Excerpt to read:
A broken garage door opener around here is a sore subject.  Remembering the last time we had to have one replaced gives me heartburn.  Some years back this was the case.  A couple of weeks before the opener had begun causing trouble I had done some painting in the garage.  I don’t know anyone who would give a flip about the springs that raise and lower the door much less the tracks that they roll in.  Really.  But since I had the brush in my hand and plenty of paint to go around, I ended up slapping paint on just about everything in my path.  This included the coils or as I call them the springs.  So when the door wouldn’t work my husband had me convinced I had caused the glitch by painting the springs.

“Oh, you should have checked with me before doing that.  That causes deionization in the compressed coils and tracks.  Eventually both will weaken and then the unit stops working.” 

Well, that all sounded plausible because I know nothing about these things ~ so I accepted Ken’s explanation.  He said it with such authority and a true poker face.  Besides most of the time he enlightens me on a mechanical malfunction he sounds like Sheldon on The Big Bang Theory.  So this was no different.

Records to process:
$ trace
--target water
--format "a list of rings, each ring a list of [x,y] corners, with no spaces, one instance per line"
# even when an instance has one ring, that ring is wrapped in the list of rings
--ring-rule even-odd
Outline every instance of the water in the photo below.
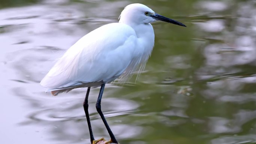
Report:
[[[146,71],[107,86],[102,109],[120,144],[256,143],[253,0],[3,0],[0,143],[89,144],[86,89],[57,96],[40,80],[69,46],[136,2],[186,28],[154,23]],[[95,137],[109,136],[91,91]]]

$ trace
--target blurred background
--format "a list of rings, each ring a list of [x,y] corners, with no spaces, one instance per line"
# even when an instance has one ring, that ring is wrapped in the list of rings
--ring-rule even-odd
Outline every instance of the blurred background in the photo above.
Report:
[[[0,143],[90,144],[86,89],[39,84],[80,38],[141,3],[185,24],[153,24],[145,71],[107,85],[102,108],[120,144],[256,143],[256,1],[0,1]],[[96,138],[109,136],[95,108]]]

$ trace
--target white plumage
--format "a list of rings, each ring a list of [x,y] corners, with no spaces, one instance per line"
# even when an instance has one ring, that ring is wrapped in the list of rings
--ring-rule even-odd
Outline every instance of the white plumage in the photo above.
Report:
[[[155,35],[150,22],[160,20],[185,26],[167,18],[142,4],[128,6],[119,23],[100,27],[71,46],[40,84],[56,95],[100,86],[121,75],[121,79],[128,79],[138,65],[140,71],[144,69],[153,49]]]

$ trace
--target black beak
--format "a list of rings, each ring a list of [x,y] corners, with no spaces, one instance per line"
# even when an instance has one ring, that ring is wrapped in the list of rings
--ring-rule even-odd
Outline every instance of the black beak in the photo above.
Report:
[[[158,20],[161,21],[168,23],[170,23],[171,24],[174,24],[176,25],[180,25],[183,27],[186,27],[185,24],[182,24],[181,22],[179,22],[178,21],[176,21],[175,20],[170,19],[168,18],[162,16],[156,13],[155,13],[155,15],[150,15],[150,16],[152,17],[154,19]]]

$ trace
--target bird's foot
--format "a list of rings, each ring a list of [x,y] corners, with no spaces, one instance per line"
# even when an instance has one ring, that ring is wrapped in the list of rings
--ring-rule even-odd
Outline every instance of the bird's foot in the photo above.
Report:
[[[111,140],[108,141],[107,141],[105,138],[100,138],[97,140],[94,140],[92,141],[92,144],[110,144],[111,143],[114,144],[112,142]]]
[[[98,139],[97,140],[94,140],[93,141],[92,141],[92,144],[96,144],[97,143],[98,143],[98,142],[100,141],[106,141],[106,140],[105,140],[105,138],[100,138]]]

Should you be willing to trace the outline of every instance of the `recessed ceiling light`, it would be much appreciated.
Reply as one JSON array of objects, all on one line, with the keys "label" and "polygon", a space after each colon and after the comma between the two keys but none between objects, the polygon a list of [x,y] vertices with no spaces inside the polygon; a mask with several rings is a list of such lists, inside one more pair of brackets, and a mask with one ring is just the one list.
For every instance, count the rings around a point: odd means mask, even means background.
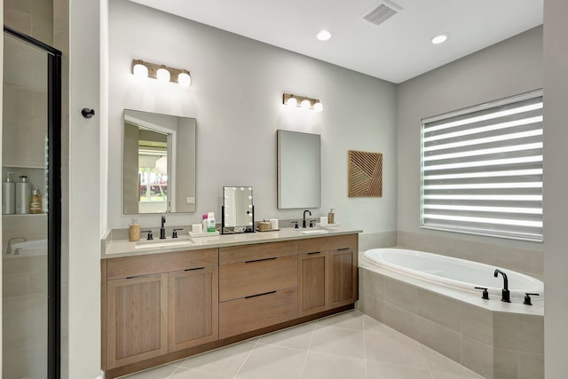
[{"label": "recessed ceiling light", "polygon": [[440,44],[440,43],[446,42],[449,36],[450,36],[450,35],[448,35],[447,33],[443,34],[443,35],[439,35],[439,36],[436,36],[434,38],[431,39],[431,42],[434,44]]},{"label": "recessed ceiling light", "polygon": [[329,33],[327,30],[322,30],[318,33],[318,39],[320,41],[327,41],[329,38],[331,38],[331,33]]}]

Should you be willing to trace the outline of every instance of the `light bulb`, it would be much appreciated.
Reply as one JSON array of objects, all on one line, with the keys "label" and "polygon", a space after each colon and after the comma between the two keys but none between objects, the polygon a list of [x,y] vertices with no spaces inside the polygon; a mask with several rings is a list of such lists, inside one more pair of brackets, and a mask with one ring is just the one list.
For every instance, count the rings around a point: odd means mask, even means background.
[{"label": "light bulb", "polygon": [[158,68],[156,79],[162,83],[170,82],[170,71],[166,69],[165,66],[162,65],[162,67]]},{"label": "light bulb", "polygon": [[137,63],[132,67],[132,74],[136,77],[148,77],[148,67],[144,66],[142,63]]},{"label": "light bulb", "polygon": [[446,40],[447,40],[448,35],[445,34],[445,35],[439,35],[439,36],[436,36],[434,38],[432,38],[432,43],[434,44],[439,44],[442,43],[444,42],[446,42]]},{"label": "light bulb", "polygon": [[192,77],[189,75],[189,73],[185,70],[183,70],[178,75],[178,83],[179,85],[183,85],[184,87],[187,87],[192,83]]},{"label": "light bulb", "polygon": [[286,105],[287,106],[290,106],[290,107],[297,107],[298,105],[298,100],[296,98],[289,98],[287,101],[286,101]]}]

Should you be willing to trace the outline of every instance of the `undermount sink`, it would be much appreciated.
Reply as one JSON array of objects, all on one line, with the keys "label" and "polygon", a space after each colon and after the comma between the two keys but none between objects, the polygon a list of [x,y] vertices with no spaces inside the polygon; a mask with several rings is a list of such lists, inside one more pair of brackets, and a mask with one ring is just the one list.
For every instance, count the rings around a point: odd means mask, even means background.
[{"label": "undermount sink", "polygon": [[313,230],[303,230],[300,233],[303,234],[319,234],[320,233],[327,233],[327,231],[325,231],[323,229],[313,229]]},{"label": "undermount sink", "polygon": [[165,240],[138,241],[135,249],[171,248],[175,246],[193,245],[194,242],[189,237],[167,238]]}]

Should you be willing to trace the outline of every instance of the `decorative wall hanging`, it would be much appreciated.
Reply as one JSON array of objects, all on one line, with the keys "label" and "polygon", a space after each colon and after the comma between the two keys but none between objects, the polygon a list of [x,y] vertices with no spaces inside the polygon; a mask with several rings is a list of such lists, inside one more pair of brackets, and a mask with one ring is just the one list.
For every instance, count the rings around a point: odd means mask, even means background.
[{"label": "decorative wall hanging", "polygon": [[349,151],[349,197],[383,197],[383,154]]}]

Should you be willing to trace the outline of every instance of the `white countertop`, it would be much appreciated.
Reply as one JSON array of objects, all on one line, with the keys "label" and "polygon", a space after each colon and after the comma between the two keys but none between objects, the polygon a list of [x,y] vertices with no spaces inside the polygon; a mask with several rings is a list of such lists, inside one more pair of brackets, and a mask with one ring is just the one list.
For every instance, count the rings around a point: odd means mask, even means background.
[{"label": "white countertop", "polygon": [[[277,231],[221,234],[211,237],[190,238],[187,235],[180,235],[178,239],[154,239],[154,243],[145,245],[142,249],[139,248],[139,244],[138,249],[137,249],[137,242],[130,242],[127,240],[111,241],[106,243],[103,241],[101,258],[107,259],[119,257],[133,257],[147,254],[170,253],[173,251],[196,250],[200,249],[275,242],[287,240],[302,240],[306,238],[353,234],[362,232],[362,230],[334,226],[305,229],[283,228]],[[171,243],[171,245],[167,245],[169,243]]]}]

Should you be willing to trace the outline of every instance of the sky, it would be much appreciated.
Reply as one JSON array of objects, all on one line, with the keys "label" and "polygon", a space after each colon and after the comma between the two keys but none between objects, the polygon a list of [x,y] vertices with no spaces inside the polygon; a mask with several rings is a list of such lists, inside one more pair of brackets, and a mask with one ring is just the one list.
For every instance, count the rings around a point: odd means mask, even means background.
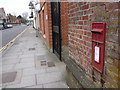
[{"label": "sky", "polygon": [[3,7],[6,14],[18,16],[23,12],[28,12],[30,15],[29,2],[30,0],[0,0],[0,8]]}]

Given task 1: Copy out, word for word, everything in the garage door story from "Well, that all" down to "was no different.".
Given task 2: Quote the rows exactly, everything from the line containing "sky, it would be much appreciated." down to the last line of the rows, leaving the pictures out.

Finished answer 1:
Well, that all sounded plausible because I know nothing about these things ~ so I accepted Ken’s explanation.  He said it with such authority and a true poker face.  Besides most of the time he enlightens me on a mechanical malfunction he sounds like Sheldon on The Big Bang Theory.  So this was no different.

Finished answer 2:
Should you be willing to trace the outline of every instance of the sky, it would be much appreciated.
Reply as one JSON array of objects, all on one line, with the keys "label" and "polygon", a space after each colon and after the comma between the two keys but none between objects, the polygon a list of [x,y] vertices with no spaces inside the polygon; a mask with several rings is a list of such lists, inside one more pair of brackets, and a mask with one ring is just the one list.
For every instance, count the rings around a point: odd means mask, even means background.
[{"label": "sky", "polygon": [[3,7],[6,14],[18,16],[23,12],[28,12],[30,15],[29,2],[30,0],[0,0],[0,8]]}]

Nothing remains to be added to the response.